Kumpulan Latihan:
(a) Kutip tanpa perubahan bagian teks tentang Qashr, mulai dari "Minggu, 15 Desember" dan berakhir pada "membahas tentang Qashr.".
(b) Tentukan apakah setiap pernyataan berikut sesuai dengan teks tentang Qashr. Jawab ya atau tidak, lalu sertakan kutipan persis dari teks yang menjadi dasarnya. (i) Ilmu balaghah memiliki tiga cabang. (ii) Qashr dibahas dalam ilmu bayan. (iii) Ilmu balaghah sejak awal sudah tersusun dalam sistematika seperti yang dikenal sekarang.
(c) Teruskan teks tentang Qashr dari bagian terakhir yang ditampilkan.

Teks yang Diberikan:
Minggu, 15 Desember 2013

Pengertian, Macam, Sarana-sarana Yang di Gunakan Dalam Qashr



BAB I
PENDAHULUAN

1.1.  LATAR BELAKANG MASALAH
Ilmu balaghah sebagai salah satu cabang ilmu dalam bahasa Arab pun mengalami fase kemunculan, perkembangan, dan seterusnya. Ilmu balaghah ini memiliki tiga cabang, yaitu ilmu ma’ani, bayan, dan badi’, tidaklah ada dari awal dalam sistematika seperti yang kita kenal sekarang ini .Ilmu Ma’ani merupakan cabang ilmu dalam balaghah, yang mana salah satu kajiannya yakni membahas tentang Qashr.
1.2.   RUMUSAN MASALAH
Berdasarkan latar belakang di atas, maka masalah dapat  dirumuskan masalah  sebagai berikut:
a)      Apa Pengertian Qashr ?
b)      Berapa Banyak Macam Qashr ?

[Entri dataset]
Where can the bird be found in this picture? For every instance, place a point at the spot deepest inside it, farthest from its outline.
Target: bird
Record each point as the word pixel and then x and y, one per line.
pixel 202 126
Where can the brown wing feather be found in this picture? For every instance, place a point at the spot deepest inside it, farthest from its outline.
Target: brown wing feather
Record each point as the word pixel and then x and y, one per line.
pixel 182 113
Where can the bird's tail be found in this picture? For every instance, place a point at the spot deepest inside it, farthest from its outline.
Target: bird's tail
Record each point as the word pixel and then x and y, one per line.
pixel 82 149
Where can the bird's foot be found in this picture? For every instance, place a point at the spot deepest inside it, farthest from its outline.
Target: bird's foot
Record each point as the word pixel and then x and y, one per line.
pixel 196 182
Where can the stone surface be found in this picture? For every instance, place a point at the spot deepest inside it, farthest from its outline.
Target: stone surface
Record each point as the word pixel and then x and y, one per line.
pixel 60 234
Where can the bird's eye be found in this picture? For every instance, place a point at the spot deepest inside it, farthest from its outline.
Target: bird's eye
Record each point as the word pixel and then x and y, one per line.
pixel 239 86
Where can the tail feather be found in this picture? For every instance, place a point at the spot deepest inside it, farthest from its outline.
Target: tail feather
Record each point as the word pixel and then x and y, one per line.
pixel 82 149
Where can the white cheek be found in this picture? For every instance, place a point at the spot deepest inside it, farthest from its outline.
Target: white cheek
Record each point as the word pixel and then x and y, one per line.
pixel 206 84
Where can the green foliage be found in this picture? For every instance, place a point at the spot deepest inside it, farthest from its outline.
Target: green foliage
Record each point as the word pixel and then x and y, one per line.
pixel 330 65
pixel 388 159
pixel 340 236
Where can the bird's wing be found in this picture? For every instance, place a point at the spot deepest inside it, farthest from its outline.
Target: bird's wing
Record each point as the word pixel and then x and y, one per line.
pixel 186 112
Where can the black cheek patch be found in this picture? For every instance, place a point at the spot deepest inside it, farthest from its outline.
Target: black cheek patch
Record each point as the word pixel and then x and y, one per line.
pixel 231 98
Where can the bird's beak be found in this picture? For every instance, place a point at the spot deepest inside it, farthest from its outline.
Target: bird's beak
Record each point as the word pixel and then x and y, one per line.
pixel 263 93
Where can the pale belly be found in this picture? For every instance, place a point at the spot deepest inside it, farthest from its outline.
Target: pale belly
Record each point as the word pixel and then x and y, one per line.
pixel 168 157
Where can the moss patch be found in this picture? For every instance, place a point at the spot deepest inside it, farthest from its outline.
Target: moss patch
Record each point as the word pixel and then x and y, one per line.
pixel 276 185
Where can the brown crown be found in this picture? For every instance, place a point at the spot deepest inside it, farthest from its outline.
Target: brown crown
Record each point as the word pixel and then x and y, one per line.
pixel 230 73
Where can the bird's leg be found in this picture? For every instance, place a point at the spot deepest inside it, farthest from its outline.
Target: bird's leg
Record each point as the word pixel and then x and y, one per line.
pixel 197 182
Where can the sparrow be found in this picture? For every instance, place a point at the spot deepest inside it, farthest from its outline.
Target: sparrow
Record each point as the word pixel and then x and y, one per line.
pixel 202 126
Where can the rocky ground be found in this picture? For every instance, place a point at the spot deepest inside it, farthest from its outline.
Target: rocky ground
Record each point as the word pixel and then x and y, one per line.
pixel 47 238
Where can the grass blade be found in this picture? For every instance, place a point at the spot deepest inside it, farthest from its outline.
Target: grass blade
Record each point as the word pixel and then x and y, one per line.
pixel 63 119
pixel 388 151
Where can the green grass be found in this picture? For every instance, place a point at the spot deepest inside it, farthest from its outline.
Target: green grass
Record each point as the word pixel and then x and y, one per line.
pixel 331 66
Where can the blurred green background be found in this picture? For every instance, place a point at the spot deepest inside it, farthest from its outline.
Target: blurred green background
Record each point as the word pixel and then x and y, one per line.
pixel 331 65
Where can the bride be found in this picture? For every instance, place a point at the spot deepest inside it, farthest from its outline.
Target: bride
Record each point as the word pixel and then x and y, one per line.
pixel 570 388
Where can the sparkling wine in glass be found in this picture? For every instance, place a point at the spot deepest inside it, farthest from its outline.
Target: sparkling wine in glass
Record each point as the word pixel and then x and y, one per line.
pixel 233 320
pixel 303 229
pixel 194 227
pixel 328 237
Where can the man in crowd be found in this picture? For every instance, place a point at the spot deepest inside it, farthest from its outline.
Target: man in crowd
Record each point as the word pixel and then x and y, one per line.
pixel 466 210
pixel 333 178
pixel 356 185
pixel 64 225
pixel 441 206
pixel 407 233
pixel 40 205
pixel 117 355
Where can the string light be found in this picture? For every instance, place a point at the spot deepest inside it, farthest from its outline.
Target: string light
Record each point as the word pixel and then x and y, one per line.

Daftar Jawaban:
(a)
Minggu, 15 Desember 2013

Pengertian, Macam, Sarana-sarana Yang di Gunakan Dalam Qashr



BAB I
PENDAHULUAN

1.1.  LATAR BELAKANG MASALAH
Ilmu balaghah sebagai salah satu cabang ilmu dalam bahasa Arab pun mengalami fase kemunculan, perkembangan, dan seterusnya. Ilmu balaghah ini memiliki tiga cabang, yaitu ilmu ma’ani, bayan, dan badi’, tidaklah ada dari awal dalam sistematika seperti yang kita kenal sekarang ini .Ilmu Ma’ani merupakan cabang ilmu dalam balaghah, yang mana salah satu kajiannya yakni membahas tentang Qashr.

(b)
(i) Ya: "Ilmu balaghah ini memiliki tiga cabang, yaitu ilmu ma’ani, bayan, dan badi’"
(ii) Tidak: "Ilmu Ma’ani merupakan cabang ilmu dalam balaghah, yang mana salah satu kajiannya yakni membahas tentang Qashr."
(iii) Tidak: "tidaklah ada dari awal dalam sistematika seperti yang kita kenal sekarang ini"

(c)
c)      Apa Sarana-sarana Yang di Gunakan Dalam Qashr ?

1.3.  TUJUAN
Berlandaskan pada rumusan masalah tersebut di atas, maka tujuan yang akan dicapai dalam makalah ini adalah mampu menambah wawasan mahasiswa mengenai pengertian, macam-macam, serta banyaknya adat qashr.
1.4.  MANFAAT
Sebagai wacana dalam rangka memperkaya hazanah ilmu pengetahuan dalam ilmu pelajaran balaghah








BAB II
PEMBAHASAN

2.1     PENGERTIAN QASHR
Qashr secara leksikal bermakna ‘penjara’, sedangkan secara  istilah qashr  adalah pengkhususan suatu perkara pada perkara lain dengan cara yang khusus.
Qashar memiliki empat unsur, yaitu:
1)      maqshur (berbentuk sifat atau maushuf)
2)      maqshur alaih (berbentuk sifat atau maushuf)
3)       maqshur anhu yaitu sesuatu yang berada di luar yang dikecualikan
4)      adat qashr.
Contoh:
Laa yafuuzu illa al-mujiddu.
Dari contoh diatas dapat diketahui sebagai berikut:
·         Yafuuzu = maqshur
·         Al-mujiddu = maqshur alaih
·         Selain al-mujiddu = maqshur anhu La
·         Dan illa = adat qashr
Contoh qashr :
a)      Tidak akan beruntung kecuali orang yang bersungguh sungguh.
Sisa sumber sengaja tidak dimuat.